DO THIS: Reproduce the records below, character for character, from the line with "Where can you see the ceramic" up to and including the line with "(172, 1030)".
----- RECORDED INFORMATION
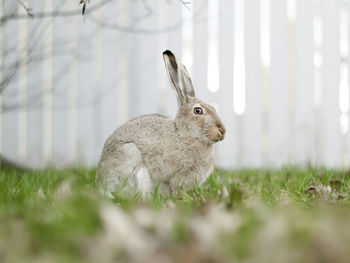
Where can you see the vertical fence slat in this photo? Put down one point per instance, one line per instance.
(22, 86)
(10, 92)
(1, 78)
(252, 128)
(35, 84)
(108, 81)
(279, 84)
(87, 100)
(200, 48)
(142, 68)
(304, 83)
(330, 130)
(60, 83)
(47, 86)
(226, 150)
----------
----- RECORDED INFORMATION
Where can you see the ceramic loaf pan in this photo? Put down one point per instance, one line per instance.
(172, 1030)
----------
ANSWER:
Where can you see the ceramic loaf pan in this photo? Put down one point per instance, one line per instance.
(172, 1030)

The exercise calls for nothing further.